* Start Entries *

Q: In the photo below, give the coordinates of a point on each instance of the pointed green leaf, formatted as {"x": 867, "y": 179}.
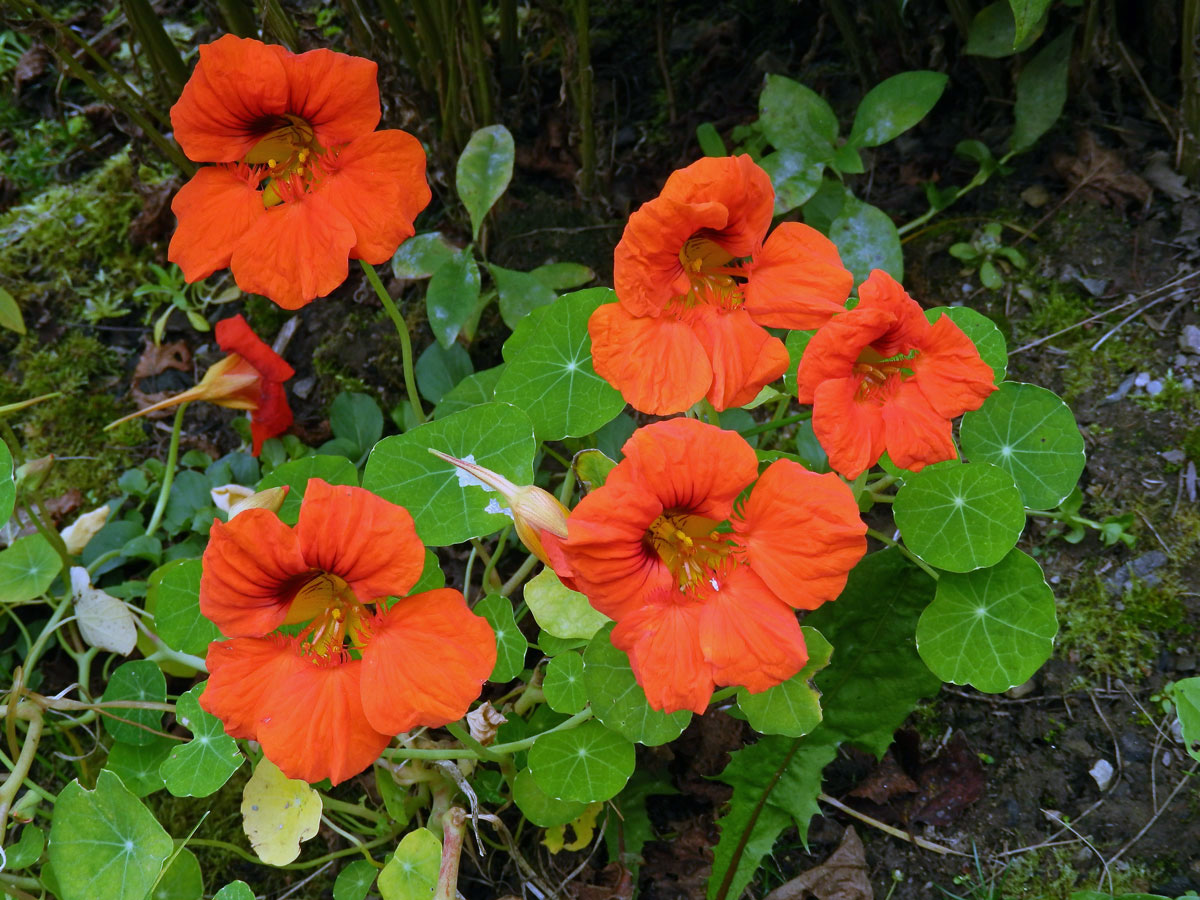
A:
{"x": 991, "y": 628}
{"x": 484, "y": 172}
{"x": 1032, "y": 435}
{"x": 448, "y": 504}
{"x": 551, "y": 376}
{"x": 618, "y": 700}
{"x": 105, "y": 843}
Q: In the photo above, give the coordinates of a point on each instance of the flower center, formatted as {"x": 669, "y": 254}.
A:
{"x": 690, "y": 546}
{"x": 712, "y": 280}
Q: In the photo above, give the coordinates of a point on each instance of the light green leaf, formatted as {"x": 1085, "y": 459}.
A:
{"x": 295, "y": 474}
{"x": 520, "y": 293}
{"x": 205, "y": 762}
{"x": 558, "y": 610}
{"x": 795, "y": 177}
{"x": 991, "y": 628}
{"x": 894, "y": 106}
{"x": 982, "y": 331}
{"x": 421, "y": 256}
{"x": 28, "y": 568}
{"x": 792, "y": 708}
{"x": 174, "y": 595}
{"x": 1031, "y": 433}
{"x": 960, "y": 517}
{"x": 510, "y": 643}
{"x": 618, "y": 700}
{"x": 412, "y": 873}
{"x": 1042, "y": 91}
{"x": 484, "y": 172}
{"x": 563, "y": 684}
{"x": 867, "y": 239}
{"x": 551, "y": 376}
{"x": 586, "y": 763}
{"x": 448, "y": 504}
{"x": 142, "y": 681}
{"x": 105, "y": 843}
{"x": 451, "y": 298}
{"x": 181, "y": 881}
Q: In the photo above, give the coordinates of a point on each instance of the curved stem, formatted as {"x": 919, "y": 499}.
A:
{"x": 406, "y": 342}
{"x": 168, "y": 477}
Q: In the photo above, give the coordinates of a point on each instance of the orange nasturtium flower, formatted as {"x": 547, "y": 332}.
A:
{"x": 696, "y": 285}
{"x": 881, "y": 378}
{"x": 705, "y": 592}
{"x": 325, "y": 702}
{"x": 251, "y": 377}
{"x": 303, "y": 181}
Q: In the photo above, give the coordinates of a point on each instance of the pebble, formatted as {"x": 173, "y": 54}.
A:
{"x": 1102, "y": 772}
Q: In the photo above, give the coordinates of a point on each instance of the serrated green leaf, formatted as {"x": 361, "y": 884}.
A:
{"x": 561, "y": 611}
{"x": 867, "y": 239}
{"x": 174, "y": 595}
{"x": 983, "y": 333}
{"x": 205, "y": 762}
{"x": 585, "y": 763}
{"x": 105, "y": 843}
{"x": 295, "y": 474}
{"x": 28, "y": 568}
{"x": 551, "y": 376}
{"x": 448, "y": 504}
{"x": 141, "y": 681}
{"x": 484, "y": 172}
{"x": 991, "y": 628}
{"x": 792, "y": 708}
{"x": 563, "y": 684}
{"x": 1032, "y": 435}
{"x": 894, "y": 106}
{"x": 618, "y": 700}
{"x": 453, "y": 295}
{"x": 960, "y": 517}
{"x": 1042, "y": 91}
{"x": 510, "y": 643}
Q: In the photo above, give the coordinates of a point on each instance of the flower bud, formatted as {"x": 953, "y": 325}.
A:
{"x": 77, "y": 534}
{"x": 535, "y": 513}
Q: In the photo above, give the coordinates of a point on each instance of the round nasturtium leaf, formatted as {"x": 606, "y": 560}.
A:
{"x": 551, "y": 376}
{"x": 277, "y": 814}
{"x": 792, "y": 708}
{"x": 991, "y": 628}
{"x": 586, "y": 763}
{"x": 563, "y": 684}
{"x": 412, "y": 873}
{"x": 141, "y": 681}
{"x": 205, "y": 762}
{"x": 983, "y": 333}
{"x": 1032, "y": 435}
{"x": 448, "y": 504}
{"x": 618, "y": 700}
{"x": 105, "y": 843}
{"x": 960, "y": 517}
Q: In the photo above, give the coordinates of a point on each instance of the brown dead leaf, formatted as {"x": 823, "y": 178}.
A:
{"x": 1099, "y": 173}
{"x": 843, "y": 876}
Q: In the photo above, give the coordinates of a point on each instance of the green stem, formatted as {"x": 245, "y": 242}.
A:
{"x": 168, "y": 477}
{"x": 406, "y": 342}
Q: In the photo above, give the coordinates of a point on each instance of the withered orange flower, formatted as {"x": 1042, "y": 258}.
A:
{"x": 303, "y": 181}
{"x": 251, "y": 378}
{"x": 705, "y": 592}
{"x": 881, "y": 378}
{"x": 696, "y": 285}
{"x": 325, "y": 702}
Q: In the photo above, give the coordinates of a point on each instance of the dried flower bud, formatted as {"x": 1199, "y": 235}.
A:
{"x": 77, "y": 534}
{"x": 534, "y": 511}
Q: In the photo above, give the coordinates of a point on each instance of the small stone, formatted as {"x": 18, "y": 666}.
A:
{"x": 1102, "y": 772}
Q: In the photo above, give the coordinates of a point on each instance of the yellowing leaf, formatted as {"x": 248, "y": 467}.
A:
{"x": 279, "y": 813}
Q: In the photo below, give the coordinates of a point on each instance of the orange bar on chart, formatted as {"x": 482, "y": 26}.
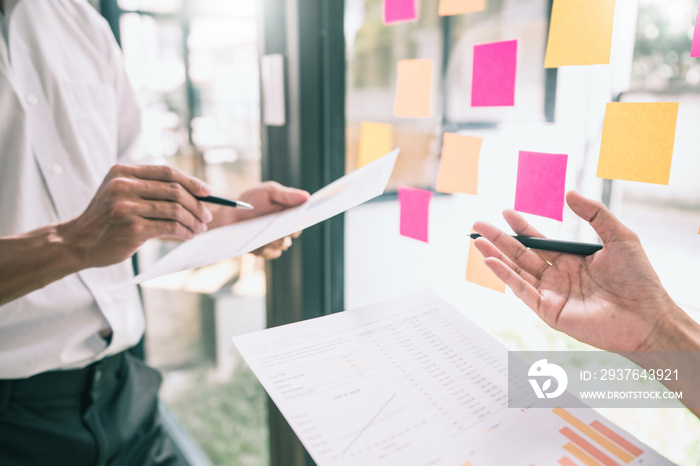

* End Entries *

= Exercise =
Tally the lines above that contain the word "orange", and give only the number.

= Solution below =
3